(Records from a point labeling set)

•••••

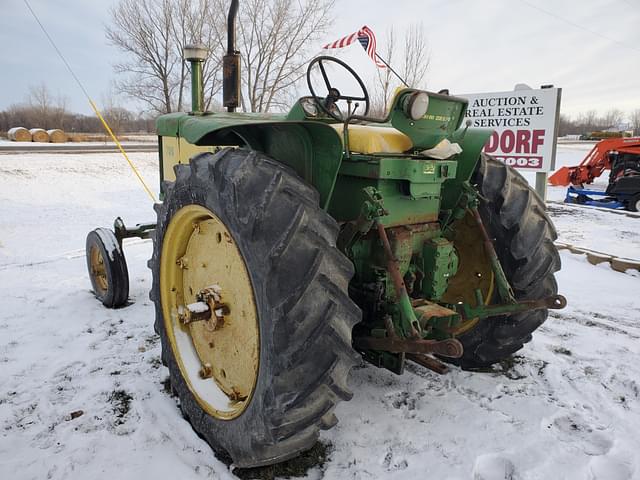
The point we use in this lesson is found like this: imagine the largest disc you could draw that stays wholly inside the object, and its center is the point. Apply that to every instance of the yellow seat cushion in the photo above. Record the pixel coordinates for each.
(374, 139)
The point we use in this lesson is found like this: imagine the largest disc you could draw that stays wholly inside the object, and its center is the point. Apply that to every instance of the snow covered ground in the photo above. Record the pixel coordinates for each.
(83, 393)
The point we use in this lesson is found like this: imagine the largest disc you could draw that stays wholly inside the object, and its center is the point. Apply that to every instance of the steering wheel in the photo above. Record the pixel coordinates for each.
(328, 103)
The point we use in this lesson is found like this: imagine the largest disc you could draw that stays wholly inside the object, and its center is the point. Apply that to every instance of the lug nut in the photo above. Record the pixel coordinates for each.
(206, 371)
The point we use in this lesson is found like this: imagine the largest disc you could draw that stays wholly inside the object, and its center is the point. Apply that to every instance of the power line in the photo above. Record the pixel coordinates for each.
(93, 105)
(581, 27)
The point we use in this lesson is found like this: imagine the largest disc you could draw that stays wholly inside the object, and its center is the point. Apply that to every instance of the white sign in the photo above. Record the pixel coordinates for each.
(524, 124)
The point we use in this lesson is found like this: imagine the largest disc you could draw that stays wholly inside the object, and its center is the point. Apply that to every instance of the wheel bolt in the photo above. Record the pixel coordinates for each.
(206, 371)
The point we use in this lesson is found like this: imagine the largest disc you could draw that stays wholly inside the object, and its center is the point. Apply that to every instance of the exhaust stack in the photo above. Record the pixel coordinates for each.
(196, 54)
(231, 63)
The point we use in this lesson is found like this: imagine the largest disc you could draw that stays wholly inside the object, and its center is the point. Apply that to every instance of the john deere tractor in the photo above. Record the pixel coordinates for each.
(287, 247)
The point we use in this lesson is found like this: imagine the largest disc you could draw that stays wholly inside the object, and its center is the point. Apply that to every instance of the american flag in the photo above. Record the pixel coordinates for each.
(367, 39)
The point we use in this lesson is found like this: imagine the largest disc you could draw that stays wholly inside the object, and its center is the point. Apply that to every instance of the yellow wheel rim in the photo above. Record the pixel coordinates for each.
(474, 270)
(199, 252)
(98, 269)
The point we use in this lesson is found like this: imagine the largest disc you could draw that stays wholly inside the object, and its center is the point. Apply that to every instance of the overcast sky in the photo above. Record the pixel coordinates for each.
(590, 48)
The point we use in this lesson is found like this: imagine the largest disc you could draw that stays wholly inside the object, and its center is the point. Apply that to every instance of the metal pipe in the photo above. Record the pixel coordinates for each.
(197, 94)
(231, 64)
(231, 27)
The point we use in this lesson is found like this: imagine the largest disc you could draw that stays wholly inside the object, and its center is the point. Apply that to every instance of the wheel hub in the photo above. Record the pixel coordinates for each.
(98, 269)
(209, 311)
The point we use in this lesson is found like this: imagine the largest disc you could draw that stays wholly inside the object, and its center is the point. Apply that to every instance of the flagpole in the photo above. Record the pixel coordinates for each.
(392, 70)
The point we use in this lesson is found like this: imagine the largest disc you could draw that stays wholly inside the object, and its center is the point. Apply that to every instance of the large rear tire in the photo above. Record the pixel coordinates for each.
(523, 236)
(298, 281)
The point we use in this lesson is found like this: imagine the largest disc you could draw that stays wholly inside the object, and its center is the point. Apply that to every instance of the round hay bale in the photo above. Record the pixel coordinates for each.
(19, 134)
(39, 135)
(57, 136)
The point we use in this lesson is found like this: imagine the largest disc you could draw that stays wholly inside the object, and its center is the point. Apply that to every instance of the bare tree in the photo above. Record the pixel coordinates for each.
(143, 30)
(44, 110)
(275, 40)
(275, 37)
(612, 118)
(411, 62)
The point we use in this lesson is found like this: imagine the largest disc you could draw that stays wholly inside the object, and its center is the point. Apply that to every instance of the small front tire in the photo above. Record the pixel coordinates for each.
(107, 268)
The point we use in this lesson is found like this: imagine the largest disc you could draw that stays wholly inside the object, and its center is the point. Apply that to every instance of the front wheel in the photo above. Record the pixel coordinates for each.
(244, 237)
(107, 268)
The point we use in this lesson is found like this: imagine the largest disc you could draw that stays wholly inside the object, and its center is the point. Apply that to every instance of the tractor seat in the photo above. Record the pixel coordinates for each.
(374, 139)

•••••

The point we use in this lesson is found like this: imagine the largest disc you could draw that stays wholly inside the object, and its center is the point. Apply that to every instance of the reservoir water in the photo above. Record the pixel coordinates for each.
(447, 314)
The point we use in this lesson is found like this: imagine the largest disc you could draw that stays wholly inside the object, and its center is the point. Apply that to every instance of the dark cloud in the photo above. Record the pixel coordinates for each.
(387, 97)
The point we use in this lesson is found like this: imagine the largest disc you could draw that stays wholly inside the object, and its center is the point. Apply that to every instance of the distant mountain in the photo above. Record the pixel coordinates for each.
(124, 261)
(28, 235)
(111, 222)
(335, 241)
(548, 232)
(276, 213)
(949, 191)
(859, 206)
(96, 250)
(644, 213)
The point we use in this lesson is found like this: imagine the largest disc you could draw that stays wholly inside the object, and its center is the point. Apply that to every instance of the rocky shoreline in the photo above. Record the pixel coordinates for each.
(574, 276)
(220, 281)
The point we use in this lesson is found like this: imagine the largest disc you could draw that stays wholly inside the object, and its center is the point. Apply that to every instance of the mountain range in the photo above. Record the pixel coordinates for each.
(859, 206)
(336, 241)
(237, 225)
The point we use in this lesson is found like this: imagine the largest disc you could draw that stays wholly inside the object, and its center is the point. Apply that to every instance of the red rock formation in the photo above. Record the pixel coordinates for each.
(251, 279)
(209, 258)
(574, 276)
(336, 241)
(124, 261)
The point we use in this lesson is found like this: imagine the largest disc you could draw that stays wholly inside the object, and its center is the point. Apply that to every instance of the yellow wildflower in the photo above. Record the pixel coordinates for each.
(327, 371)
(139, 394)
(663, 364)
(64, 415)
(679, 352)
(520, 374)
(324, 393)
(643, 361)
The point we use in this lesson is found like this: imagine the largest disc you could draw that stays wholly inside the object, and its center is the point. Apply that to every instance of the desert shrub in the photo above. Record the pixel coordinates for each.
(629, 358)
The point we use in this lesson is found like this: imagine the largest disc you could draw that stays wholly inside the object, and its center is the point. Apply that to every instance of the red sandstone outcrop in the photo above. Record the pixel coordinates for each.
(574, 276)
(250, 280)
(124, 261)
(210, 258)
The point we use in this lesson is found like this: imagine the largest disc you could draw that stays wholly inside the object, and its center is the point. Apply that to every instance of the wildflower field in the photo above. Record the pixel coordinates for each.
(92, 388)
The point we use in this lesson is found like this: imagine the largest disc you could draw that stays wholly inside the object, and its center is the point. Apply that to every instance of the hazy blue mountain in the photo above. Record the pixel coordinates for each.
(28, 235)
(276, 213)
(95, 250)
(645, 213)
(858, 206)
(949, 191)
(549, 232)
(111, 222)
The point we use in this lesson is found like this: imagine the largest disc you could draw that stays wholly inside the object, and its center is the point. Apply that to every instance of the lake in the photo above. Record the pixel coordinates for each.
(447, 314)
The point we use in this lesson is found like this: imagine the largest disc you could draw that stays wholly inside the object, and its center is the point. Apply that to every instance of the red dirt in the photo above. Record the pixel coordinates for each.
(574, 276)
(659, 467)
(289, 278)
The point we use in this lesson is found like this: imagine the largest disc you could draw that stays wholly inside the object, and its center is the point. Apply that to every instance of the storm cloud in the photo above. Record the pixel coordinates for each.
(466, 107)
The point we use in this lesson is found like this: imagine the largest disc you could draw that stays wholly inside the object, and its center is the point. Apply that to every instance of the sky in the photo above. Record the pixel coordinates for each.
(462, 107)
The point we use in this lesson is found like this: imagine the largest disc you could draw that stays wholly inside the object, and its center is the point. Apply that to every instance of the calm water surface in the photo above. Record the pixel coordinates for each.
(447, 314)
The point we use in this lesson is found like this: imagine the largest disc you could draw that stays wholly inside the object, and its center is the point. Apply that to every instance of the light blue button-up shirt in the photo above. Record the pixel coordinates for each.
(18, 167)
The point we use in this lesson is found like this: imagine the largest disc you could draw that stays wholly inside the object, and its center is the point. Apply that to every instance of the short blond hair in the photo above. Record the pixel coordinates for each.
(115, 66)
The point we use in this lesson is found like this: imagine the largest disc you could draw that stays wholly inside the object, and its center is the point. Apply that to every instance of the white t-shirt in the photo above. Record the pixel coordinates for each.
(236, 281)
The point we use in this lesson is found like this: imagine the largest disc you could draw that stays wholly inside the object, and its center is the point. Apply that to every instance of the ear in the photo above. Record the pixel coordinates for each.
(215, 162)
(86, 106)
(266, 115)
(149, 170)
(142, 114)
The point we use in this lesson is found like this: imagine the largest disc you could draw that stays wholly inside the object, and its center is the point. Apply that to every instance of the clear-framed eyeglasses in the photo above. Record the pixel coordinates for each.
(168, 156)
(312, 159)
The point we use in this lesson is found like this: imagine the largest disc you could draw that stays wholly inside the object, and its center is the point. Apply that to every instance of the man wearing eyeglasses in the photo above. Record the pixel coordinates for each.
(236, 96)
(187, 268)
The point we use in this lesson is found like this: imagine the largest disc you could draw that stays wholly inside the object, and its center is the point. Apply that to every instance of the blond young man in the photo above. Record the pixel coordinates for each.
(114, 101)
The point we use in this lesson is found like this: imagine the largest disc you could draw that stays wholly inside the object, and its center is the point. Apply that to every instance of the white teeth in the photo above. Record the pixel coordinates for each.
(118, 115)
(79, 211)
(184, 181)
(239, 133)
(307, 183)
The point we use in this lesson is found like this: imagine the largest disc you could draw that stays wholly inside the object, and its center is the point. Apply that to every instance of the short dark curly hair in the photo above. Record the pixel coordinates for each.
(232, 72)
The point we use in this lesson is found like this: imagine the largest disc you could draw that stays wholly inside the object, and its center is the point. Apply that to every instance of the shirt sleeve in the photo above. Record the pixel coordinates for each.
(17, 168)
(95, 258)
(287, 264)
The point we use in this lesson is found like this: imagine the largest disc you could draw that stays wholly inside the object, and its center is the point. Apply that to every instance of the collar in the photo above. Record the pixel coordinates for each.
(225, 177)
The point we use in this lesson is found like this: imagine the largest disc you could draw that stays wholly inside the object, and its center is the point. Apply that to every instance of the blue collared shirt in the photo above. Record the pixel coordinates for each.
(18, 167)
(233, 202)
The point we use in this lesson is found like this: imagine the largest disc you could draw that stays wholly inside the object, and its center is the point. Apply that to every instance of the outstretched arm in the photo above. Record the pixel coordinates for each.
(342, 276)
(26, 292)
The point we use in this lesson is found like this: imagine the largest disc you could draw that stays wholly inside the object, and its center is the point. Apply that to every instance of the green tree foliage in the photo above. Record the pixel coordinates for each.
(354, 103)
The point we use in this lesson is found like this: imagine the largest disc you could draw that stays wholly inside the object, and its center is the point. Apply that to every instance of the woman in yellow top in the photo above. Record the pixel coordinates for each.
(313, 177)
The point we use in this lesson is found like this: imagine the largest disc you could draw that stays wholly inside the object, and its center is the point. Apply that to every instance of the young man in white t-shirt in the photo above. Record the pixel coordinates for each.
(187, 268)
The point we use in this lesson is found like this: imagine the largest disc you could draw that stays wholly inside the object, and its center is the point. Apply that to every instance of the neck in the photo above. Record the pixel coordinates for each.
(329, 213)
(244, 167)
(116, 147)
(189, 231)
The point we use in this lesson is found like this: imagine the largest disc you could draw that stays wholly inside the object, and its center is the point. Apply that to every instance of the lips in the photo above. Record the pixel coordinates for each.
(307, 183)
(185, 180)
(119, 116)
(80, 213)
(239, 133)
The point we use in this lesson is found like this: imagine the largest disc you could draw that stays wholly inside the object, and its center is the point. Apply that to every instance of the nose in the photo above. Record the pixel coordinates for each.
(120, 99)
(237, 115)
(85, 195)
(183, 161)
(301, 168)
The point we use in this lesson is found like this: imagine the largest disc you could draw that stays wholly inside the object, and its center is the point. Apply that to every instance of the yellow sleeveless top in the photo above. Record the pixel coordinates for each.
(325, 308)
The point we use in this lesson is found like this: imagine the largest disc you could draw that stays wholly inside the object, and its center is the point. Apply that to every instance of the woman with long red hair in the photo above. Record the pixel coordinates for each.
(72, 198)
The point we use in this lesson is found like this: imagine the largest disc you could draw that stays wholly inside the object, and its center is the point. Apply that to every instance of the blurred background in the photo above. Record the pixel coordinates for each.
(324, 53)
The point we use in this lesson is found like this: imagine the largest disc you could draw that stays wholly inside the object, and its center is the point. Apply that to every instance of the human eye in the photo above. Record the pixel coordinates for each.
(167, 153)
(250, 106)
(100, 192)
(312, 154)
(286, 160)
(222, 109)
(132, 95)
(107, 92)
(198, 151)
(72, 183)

•••••

What is being asked =>
Return each line in the data above that contains the string "shirt".

Task output =>
The point we use in this lesson is found like this: imagine the largest disc you could draw that stays wholly inside the object, and its center is the point. Apply that to every instance of the light blue button-up shirt in the photo above. Record the pixel coordinates for each.
The point we use in this lesson is found like this: imagine the largest disc you could draw that stays wholly inside the object, and its center is the point. Apply that to every instance of the white t-shirt in the photo above. Record the pixel coordinates for each.
The point we use in this lesson is found like this: imagine the largest disc you could draw that stays wholly inside the object, and its center is the point. Apply that to every instance of the shirt sleeve in the photo above. Record the pixel coordinates for each.
The point we use in this lesson is found like this: imagine the largest disc you could draw that stays wholly inside the object, and its center is the point. Apply that to every instance of the blue collared shirt in the photo above. Record the pixel coordinates for each.
The point we use in this lesson is found like this: imagine the largest disc you could draw that stays wholly inside the object, and its center is the point. Apply that to every instance of the young man in white t-shirt in the photo above. Record the pixel coordinates for each.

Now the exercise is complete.